::: ПОКАЗАННЫЙ ТЕКСТ
И враг поймёт: «Пощады больше нет»...
«Справедливость» — мотор любой ипостаси сальеризма, её излюбленный лейтмотив, под который, дружно взявшись за руки, уныло плетутся её разлюбезные дочки: Обида, Зависть и Ненависть. Сальеризм — это судьба!
Через несколько лет, выйдя вместе с Володей с «Мосфильма» и собираясь садиться в его «Рено-16», мы увидели в ручке дверцы какую-то свёрнутую брошюру. Выдернув её и взглянув на обложку, Володя изменился в лице и протянул её мне:
— Посмотри-ка. Это он!
Это была тоненькая книжка маленького формата — первый поэтический сборник Кохановского. Я был в недоумении:
— Но какой смысл?
— Он всё время хочет мне что-то доказать. Ведь специально приехал, не поленился.
В голосе Володи не было ни злости, ни возмущения, скорее огорчение, смешанное с чувством какой-то метафизической вины перед бывшим ближайшим другом. Он как бы говорил ему: «Ну что я могу поделать, коли так решили небеса?»
Мне же стало ясно, что сальеризм в своей жажде реванша приводит ещё и к полной потере чувства реальности. Противопоставлять набранный в советской типографии тонюсенький сборничек оглушительной всенародной славе Высоцкого — было явным признаком самоослепления. Но в этом самообмане была своя логика — логика отличника, удостоившегося похвалы учителя. Следуя ей, Кохановский легко убедил себя, что сам факт издания сборника автоматически возводит его в разряд поэтов-профессионалов, оставляя непечатаемого Высоцкого в вечном статусе песенника-любителя. Его отнюдь не смущал крайне убогий критерий оценки поэтического таланта — воля или каприз дрожащего за своё кресло литературного чинуши. Но в России, слава Богу, этот критерий никем никогда серьёзно не воспринимался.
Максимилиан Волошин, например, по поводу «разрешенной» и «не разрешенной» поэзии думал совершенно иначе, чем Гарик Кохановский.
Мои ж уста давно замкнуты... Пусть!
Почётней быть твердимым наизусть
И списываться тайно и украдкой,
При жизни быть не книгой, а тетрадкой.
После этого случая я увидел их ещё раз вместе уже на Малой Грузинской, в новой Володиной квартире. Я был там, когда позвонил Гарик, и собрался уходить, чтобы не мешать их разговору, но Володя попросил меня остаться у него на ночь. Кохановский был прекрасно одет и излучал энергию и фарт. От былой дружбы остались одни угольки. Чувствовалось, что им нечего сказать друг другу. Хотя Гарик продолжал обращаться к Володе в прежнем шутливом тоне: «Васёчек», Володя был формален и сдержан. Сюда ещё примешивалась история со старым, невозвращённым долгом. Мне показалось, что Володя тяготится присутствием друга. Кохановский, видимо, почувствовав это, довольно быстро ушел, и Володя спросил:
— Ты заметил, как ему хочется выглядеть левым?
::::::
§ **ЗАДАНИЕ A**: Переведите на английский язык предложение из текста о Высоцком и Кохановском: «Кохановский был прекрасно одет и излучал энергию и фарт».
::: СОХРАНЁННЫЕ ЗАПИСИ
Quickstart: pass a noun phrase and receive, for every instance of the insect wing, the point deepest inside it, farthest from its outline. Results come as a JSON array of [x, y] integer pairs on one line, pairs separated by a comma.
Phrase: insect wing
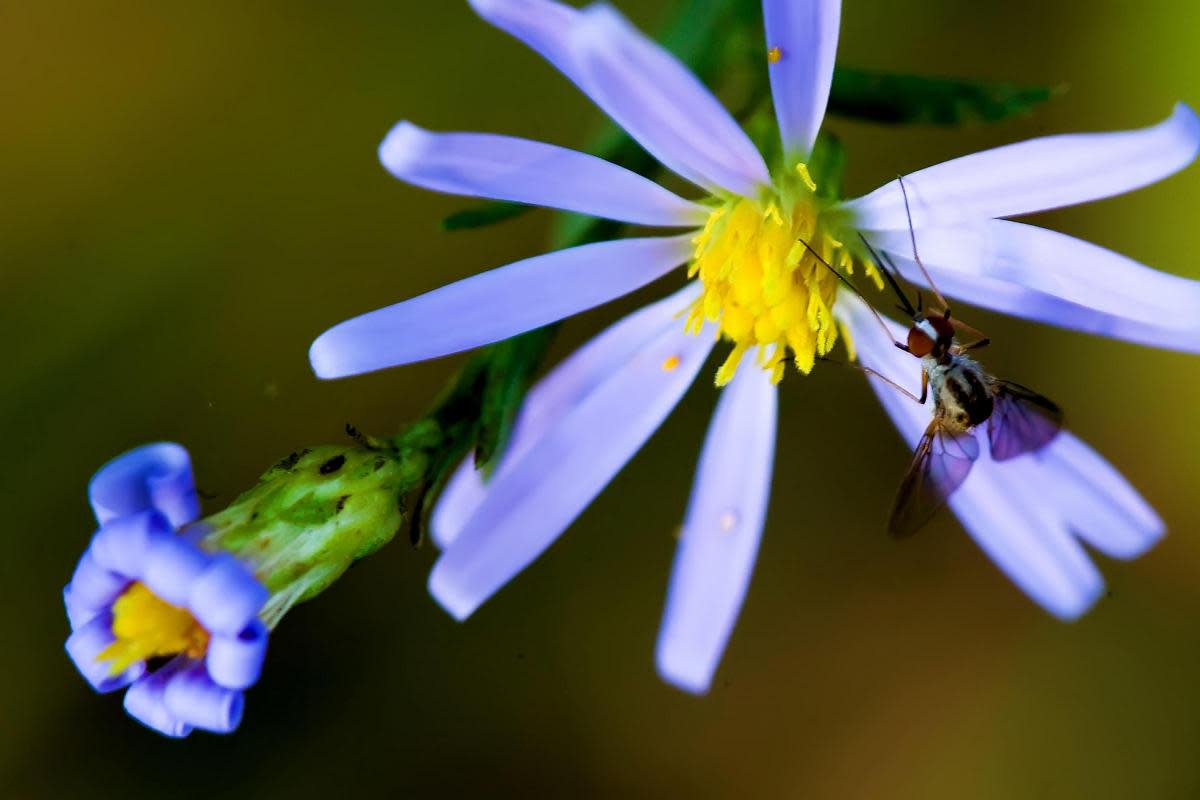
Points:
[[940, 464], [1021, 421]]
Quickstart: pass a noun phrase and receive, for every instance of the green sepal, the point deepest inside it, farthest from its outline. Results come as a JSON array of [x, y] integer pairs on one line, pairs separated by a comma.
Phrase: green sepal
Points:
[[313, 513], [484, 215], [907, 98]]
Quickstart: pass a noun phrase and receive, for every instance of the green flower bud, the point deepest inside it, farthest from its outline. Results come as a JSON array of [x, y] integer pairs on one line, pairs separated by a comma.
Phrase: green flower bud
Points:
[[312, 515]]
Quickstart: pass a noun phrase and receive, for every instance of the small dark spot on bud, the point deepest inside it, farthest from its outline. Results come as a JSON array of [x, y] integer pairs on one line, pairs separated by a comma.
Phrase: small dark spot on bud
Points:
[[333, 464], [289, 462]]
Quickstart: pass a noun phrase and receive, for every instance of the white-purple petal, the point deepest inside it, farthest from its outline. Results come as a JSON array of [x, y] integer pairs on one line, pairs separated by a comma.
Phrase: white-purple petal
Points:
[[520, 170], [87, 642], [145, 701], [544, 25], [1054, 278], [1035, 175], [528, 507], [661, 104], [720, 537], [191, 697], [237, 661], [495, 305], [551, 398], [1104, 510], [1012, 518], [226, 597], [155, 476], [802, 35]]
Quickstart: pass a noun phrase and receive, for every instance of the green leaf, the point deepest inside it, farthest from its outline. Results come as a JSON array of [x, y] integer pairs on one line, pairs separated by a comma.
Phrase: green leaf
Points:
::::::
§ **ЗАДАНИЕ B**: Извлеките без изменений отрезок записей от их начала до строки, содержащей «476], [802, 35]]», включая обе границы. Изображения в ответ не включайте.

§ **ОТВЕТ A**: Kokhanovsky was splendidly dressed and radiated energy and luck.

§ **ОТВЕТ B**:
Quickstart: pass a noun phrase and receive, for every instance of the insect wing, the point deepest inside it, farthest from its outline. Results come as a JSON array of [x, y] integer pairs on one line, pairs separated by a comma.
Phrase: insect wing
Points:
[[940, 464], [1021, 421]]
Quickstart: pass a noun phrase and receive, for every instance of the green sepal, the point deepest inside it, farthest from its outline. Results come as a JSON array of [x, y] integer pairs on one line, pairs separated by a comma.
Phrase: green sepal
Points:
[[313, 513], [484, 215], [907, 98]]
Quickstart: pass a noun phrase and receive, for every instance of the green flower bud, the point deepest inside it, farthest from its outline. Results come as a JSON array of [x, y] integer pairs on one line, pairs separated by a comma.
Phrase: green flower bud
Points:
[[312, 515]]
Quickstart: pass a noun phrase and receive, for every instance of the small dark spot on bud, the point deepest inside it, farthest from its outline. Results come as a JSON array of [x, y] integer pairs on one line, pairs separated by a comma.
Phrase: small dark spot on bud
Points:
[[333, 464], [289, 462]]
Quickstart: pass a noun phrase and receive, for every instance of the white-purple petal, the point deepest inside it, farthest from its outline. Results come as a JSON array of [x, y] integer pairs on one line, pairs separated by a comma.
Phrase: white-purple petal
Points:
[[520, 170], [87, 642], [145, 701], [544, 25], [1054, 278], [1035, 175], [528, 507], [661, 104], [720, 537], [191, 697], [237, 661], [495, 305], [551, 398], [1104, 510], [1012, 518], [226, 597], [155, 476], [802, 35]]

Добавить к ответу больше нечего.